* _What is asked_
1. In the share valuation notes, rewrite the stretch from "- The price" through "return from stocks.", changing "supernormal" to "above-average" each time it appears.
2. According to the share valuation notes, which holders are entitled to a fixed return ahead of common stockholders but have no voting rights?
3. Carry on the share valuation notes from the point where they stop.

* _Excerpt_
* * * * * * * * *
Session 5: Share Markets and Share Valuation Learning Objective - Introducing the learners to the share market.
- Explain various methods used in share valuation.
Important Terms - Factoring
- Invoice discounting
- Bank overdraft
- Forfeiting
Stocks are regarded as having high risk to investors because of uncertainty in income flows. The value of a stock is determined using the time value of money concept. Stockholder will rank last in earnings distribution but also in sharing proceeds from liquidation. Classification of Stocks (a) Common stocks - holders are the owners of the firm and have voting rights and other privileges but they are subordinate to preference stock holders in ranking for dividend and liquidation proceeds. (b) Preference stocks - holders are entitled a fixed return ahead of common stockholders but have no voting rights. (c) Founders stocks - stocks with voting rights held by the promoters of the firm but will be entitled to dividend after common stocks. Legal Rights of Common Stocks (a) PROXY A document giving one person the authority to act for another, typically the power to vote shares of common stocks. The common stock holders have rights to appoint proxies on represent them over firm’s matters. (b) PRE-EMPTIVE RIGHTS A provision in the corporate charter that gives common holders right to purchase on a pro-rata basis new issue of common stocks. In most cases the price paid will be slightly lower than active market value and is undertaken to avoid dilution of holder’s control. Stock Market Stock exchange markets are establishments where government and industry can raise long-term capital and investors can buy and sell securities. Globalisation has led to integration of capital markets through out the world resulting in large volumes of foreign equity trading. Importance of Stock Markets - Firms have access to finance at low cost
- Assist in allocation of capital within the economy
- Flexibility and speedy in transfer of stocks
- Enhance public profile of the firm
- Mergers can be facilitated better by a quotation
- Improves corporate behaviour
Valuation of Stocks 
(c) Firms with supernormal growth - A firm’s life cycle duration whereby its growth rate exceed the average economy growth rate.
- The firm should calculate the expected dividend for each year of supernormal profit.
- The price of stock is the PV of dividends from time to infinity
- The market value of stocks will be present value of dividend during supernormal growth period plus the PV of stocks value at the end of supernormal period.
Security Market Line The set of risk – return combinations available by combining the market portfolio with risk free borrowing and lending shows the relationship between risk and return from stocks.
* * * * * * * * *
* _Data listing_

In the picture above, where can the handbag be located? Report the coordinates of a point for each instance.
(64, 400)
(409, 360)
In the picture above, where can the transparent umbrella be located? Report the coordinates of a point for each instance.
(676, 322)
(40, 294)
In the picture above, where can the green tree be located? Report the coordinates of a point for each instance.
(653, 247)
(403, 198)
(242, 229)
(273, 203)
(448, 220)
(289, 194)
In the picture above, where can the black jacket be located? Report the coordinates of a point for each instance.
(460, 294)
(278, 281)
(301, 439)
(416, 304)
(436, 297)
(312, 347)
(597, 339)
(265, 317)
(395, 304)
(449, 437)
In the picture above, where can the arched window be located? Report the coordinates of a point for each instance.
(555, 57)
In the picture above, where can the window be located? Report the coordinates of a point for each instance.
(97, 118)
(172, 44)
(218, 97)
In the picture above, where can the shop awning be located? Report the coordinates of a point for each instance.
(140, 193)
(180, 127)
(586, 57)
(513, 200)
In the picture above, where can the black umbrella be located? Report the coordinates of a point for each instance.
* * * * * * * * *
* _Answers for the tasks_
1.
- The price of stock is the PV of dividends from time to infinity
- The market value of stocks will be present value of dividend during above-average growth period plus the PV of stocks value at the end of above-average period.
Security Market Line The set of risk – return combinations available by combining the market portfolio with risk free borrowing and lending shows the relationship between risk and return from stocks.

2. Holders of preference stocks.

3.
Efficient Market Hypothesis (EMH) EMH is concerned with information processing efficiency in stock markets. An efficient market is one in which - Information is widely available to all investors at low cost
- All the available relevant information is reflected in short prices
Forms of EMH - Weak form - stock price reflects all past information on price movements
- Semi –strong - stock price reflects all other publicly available information
- Strong - strong price reflects all pertinent information publicly available or privately held.
Dividend Policy The determination of the proportion of profits paid to the stockholder periodically. Optimal dividend policy should strike a balance between current dividend and the future growth that will maximize the firms’ stocks price. A Company’s directors will have a policy for - What portion of profits to pay out as dividends and what proportion of profits to retain for reinvestments
- What rate of dividend growth to aim for, with the help of reinvestment retained profits.
Their choice of policy might affect their firm’s stock price - A high dividend payout gives stock holders more current income ( on which individual stock holders pay income tax)
- A high retention ratio should provide for future earnings and dividend growth, which ought to improve the current stock price and so give the stock holder a capital gain ( which will be subjected to capital gains tax upon sale of stocks)
Theories on Dividend Policy Irrelevancy proportion theory: Value of the firms stocks depends on the availability of projects with positive net present value and the pattern of dividend payment makes no difference to firm’s stock prices. Assumptions: No bankruptcy cost No taxes No transaction costs All investors have access to free information Dividend as residual value Dividend is distributed to stockholders only after cash has been utilised on the best projects with positive NPV due to cost of finance. The firm’s primary objective is regarded as maximizing shareholders funds and all cash in the firms after funding projects should be returned o the owners i.e. stockholders. Other policies Birds in hand Stock holders requirement for current consumption Tax preference theory. Stock repurchases A transaction, in which the firm buys back share of its own stocks, thereby decreases its stockholding. Methods of stock purchase Tender – A formal offer to all stockholders wishing to place the stocks for sale to the company. The firm in an open market as any investor acquires optional market – Stocks and the firm will incur blockarage costs. Advantages of repurchase scheme - Viewed as a positive signal by the investors.
- There is choice to the stockholders to sell or not sell stocks.
- Repurchase can remove large block of stocks overhanging in the market
- Used as a means of utilizing surplus cash flow.
- Can assist in setting the dividend payment policy.
- Reduce large-scale changes in capital structure.
Disadvantages - Stock holders indifference as to hold or sell stocks
- Holders may not be presented with enough information on the present and future prospects of the firm.
- Prices may be too high.
Managerial considerations in determining a dividend pay out ratio - Need for funds- Current financial commitments the firm has apart from dividend payment.
- Liquidity – how comfortable with the present cash balance the firm has to pay the proposed dividend.
- Ability to borrow – If the firm has lesser sources of finance the dividend will be the optimal source of finance.
- Assessment of the industrial trend in dividend payout ratios.
- Nature of stockholders – In a closely held firm management may be able to know the preference of its stock holders thereby able to design a policy that will suit the needs of stockholders.
- Indenture in bond – Restrictions to make further borrowings by bond indenture will force the company to rely on retained profit as the only means for funding thereby resulting in low dividend payout ratio.